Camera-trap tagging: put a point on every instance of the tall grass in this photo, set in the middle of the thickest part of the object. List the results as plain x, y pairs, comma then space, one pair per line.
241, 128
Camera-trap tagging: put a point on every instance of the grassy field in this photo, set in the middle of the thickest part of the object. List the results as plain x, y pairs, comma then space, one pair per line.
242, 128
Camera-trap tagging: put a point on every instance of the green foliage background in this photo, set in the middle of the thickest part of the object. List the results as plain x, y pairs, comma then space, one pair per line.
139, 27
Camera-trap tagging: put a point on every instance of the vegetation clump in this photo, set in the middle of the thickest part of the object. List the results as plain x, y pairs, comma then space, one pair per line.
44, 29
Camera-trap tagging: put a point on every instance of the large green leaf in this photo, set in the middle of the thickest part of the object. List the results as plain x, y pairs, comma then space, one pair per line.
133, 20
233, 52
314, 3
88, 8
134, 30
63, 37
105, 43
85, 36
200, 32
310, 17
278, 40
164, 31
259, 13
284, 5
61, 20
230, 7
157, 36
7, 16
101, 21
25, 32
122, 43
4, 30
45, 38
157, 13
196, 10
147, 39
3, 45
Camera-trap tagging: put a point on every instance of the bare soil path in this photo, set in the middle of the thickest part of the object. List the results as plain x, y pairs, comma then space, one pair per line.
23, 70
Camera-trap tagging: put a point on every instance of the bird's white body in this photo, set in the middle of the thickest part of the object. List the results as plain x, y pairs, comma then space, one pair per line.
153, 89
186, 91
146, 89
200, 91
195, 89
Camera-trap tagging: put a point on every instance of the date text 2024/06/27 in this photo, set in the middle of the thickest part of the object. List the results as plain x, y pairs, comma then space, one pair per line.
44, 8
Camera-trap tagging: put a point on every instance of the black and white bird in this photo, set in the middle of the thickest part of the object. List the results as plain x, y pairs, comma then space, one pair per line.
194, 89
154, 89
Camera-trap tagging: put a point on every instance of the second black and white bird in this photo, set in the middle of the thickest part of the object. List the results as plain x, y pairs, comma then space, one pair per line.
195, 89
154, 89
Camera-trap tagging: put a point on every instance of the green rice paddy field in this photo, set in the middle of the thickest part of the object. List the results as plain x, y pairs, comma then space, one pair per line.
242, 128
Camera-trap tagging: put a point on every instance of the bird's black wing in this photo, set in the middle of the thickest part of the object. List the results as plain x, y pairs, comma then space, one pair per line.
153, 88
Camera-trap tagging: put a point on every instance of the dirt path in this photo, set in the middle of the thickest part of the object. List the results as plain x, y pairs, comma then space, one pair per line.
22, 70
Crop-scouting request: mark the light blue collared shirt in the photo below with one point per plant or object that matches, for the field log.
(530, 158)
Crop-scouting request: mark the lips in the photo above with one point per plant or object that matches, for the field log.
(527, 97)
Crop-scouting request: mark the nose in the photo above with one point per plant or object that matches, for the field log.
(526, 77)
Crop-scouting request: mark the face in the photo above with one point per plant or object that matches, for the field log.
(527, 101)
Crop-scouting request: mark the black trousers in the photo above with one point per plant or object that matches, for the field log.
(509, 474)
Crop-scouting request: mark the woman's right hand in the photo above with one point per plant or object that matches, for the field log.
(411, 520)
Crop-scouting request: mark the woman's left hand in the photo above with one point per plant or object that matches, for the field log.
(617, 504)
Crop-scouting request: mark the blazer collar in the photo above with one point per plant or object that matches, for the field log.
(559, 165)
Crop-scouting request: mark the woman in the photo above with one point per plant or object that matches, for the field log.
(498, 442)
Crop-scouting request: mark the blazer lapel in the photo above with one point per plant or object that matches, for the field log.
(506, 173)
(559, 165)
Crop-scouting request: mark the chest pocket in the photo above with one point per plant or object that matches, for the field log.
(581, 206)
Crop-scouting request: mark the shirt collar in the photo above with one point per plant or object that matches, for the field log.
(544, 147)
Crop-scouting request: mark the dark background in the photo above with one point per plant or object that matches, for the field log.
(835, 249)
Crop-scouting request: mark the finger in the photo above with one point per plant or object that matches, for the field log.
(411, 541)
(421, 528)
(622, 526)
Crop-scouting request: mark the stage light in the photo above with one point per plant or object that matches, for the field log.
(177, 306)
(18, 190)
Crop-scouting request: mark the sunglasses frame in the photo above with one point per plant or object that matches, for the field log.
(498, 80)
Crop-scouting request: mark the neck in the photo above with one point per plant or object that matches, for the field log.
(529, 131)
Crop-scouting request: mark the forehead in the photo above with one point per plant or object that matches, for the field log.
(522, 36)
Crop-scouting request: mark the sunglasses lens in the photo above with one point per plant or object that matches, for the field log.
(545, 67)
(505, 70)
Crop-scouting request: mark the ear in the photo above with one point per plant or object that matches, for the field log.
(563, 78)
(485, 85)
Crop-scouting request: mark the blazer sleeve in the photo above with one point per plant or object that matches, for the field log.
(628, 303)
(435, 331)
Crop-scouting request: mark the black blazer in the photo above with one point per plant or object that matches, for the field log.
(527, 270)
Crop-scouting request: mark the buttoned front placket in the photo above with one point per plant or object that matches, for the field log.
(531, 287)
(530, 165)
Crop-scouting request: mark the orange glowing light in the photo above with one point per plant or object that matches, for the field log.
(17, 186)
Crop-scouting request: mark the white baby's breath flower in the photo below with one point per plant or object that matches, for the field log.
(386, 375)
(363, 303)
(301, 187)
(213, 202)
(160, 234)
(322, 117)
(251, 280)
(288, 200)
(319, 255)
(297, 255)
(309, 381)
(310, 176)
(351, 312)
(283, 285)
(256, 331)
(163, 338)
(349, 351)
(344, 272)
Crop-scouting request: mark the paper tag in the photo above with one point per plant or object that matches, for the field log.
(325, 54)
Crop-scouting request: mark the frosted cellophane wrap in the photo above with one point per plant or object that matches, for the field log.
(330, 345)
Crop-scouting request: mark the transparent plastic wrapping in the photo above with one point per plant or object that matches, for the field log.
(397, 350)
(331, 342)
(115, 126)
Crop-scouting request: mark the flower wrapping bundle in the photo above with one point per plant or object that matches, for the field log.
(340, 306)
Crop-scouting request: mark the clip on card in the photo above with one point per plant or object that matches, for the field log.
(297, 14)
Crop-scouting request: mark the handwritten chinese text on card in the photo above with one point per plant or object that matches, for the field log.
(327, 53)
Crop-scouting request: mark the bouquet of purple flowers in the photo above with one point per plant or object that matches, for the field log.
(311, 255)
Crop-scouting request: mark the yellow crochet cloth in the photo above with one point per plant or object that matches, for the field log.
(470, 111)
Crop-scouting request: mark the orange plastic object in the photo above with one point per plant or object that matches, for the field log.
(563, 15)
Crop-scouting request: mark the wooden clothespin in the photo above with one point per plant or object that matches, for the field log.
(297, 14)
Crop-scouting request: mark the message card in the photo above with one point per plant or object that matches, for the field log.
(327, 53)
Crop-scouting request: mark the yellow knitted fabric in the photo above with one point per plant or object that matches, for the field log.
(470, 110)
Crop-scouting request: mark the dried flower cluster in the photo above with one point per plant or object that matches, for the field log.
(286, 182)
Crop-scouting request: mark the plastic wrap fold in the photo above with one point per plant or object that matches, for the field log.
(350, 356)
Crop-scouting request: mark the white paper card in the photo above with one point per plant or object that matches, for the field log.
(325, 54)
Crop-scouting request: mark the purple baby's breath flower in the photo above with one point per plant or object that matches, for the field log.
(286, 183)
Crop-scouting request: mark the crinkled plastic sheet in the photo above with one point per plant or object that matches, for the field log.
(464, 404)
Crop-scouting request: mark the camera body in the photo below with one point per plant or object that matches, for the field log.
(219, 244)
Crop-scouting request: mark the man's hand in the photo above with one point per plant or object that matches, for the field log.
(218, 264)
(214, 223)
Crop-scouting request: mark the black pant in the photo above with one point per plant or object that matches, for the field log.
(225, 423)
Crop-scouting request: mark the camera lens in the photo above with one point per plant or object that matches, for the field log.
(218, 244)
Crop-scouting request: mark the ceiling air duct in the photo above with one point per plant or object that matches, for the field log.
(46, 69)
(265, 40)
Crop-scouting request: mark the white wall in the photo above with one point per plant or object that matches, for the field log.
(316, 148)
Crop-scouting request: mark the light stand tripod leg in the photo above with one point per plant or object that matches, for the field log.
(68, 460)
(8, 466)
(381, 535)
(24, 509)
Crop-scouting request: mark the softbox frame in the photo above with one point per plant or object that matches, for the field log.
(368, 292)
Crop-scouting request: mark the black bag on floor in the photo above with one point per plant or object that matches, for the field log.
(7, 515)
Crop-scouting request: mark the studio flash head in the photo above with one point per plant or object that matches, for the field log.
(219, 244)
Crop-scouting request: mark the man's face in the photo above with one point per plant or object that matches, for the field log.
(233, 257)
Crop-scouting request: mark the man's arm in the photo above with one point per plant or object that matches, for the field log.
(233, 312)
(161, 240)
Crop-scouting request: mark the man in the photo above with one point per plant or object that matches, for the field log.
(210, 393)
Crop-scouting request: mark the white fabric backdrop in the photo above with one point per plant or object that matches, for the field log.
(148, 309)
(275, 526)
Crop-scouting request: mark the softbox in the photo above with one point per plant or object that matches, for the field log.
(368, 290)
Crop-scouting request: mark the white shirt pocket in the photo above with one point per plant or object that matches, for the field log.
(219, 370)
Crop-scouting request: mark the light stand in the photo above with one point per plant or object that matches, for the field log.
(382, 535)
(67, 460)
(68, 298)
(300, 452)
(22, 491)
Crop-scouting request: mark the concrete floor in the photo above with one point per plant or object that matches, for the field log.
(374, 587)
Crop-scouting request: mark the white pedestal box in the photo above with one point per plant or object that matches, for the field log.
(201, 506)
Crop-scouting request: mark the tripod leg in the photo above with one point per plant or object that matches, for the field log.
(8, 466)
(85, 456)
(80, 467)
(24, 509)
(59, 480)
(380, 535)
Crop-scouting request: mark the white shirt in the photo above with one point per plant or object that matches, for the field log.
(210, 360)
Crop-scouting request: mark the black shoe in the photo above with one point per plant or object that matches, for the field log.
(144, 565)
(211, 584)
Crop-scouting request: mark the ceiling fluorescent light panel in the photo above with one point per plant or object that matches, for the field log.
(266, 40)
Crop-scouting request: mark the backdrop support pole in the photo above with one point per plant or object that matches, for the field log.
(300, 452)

## TASK STATEMENT
Give back, unchanged, every line from the one with "Crop-scouting request: mark the tripod" to the end of the entries above.

## RESULT FOR THIS TASK
Crop-scouting request: mark the tripod leg in the photo above with one point per plant or object that matches, for the field log.
(8, 466)
(85, 456)
(80, 467)
(24, 509)
(59, 480)
(380, 535)
Crop-scouting request: mark the white shirt in the photo above with one point per plant or object that matches, for the field log.
(210, 360)
Crop-scouting request: mark the black shoe in the photo above with one point per plant or object that matches, for the field log.
(144, 565)
(211, 584)
Crop-scouting request: mark the ceiling fluorescent light panel in the photo above with one point per plant or object that matches, for the field log.
(266, 40)
Crop-scouting request: mark the backdrop support pole in the photo above with one point per plant or object that matches, for the field log.
(300, 452)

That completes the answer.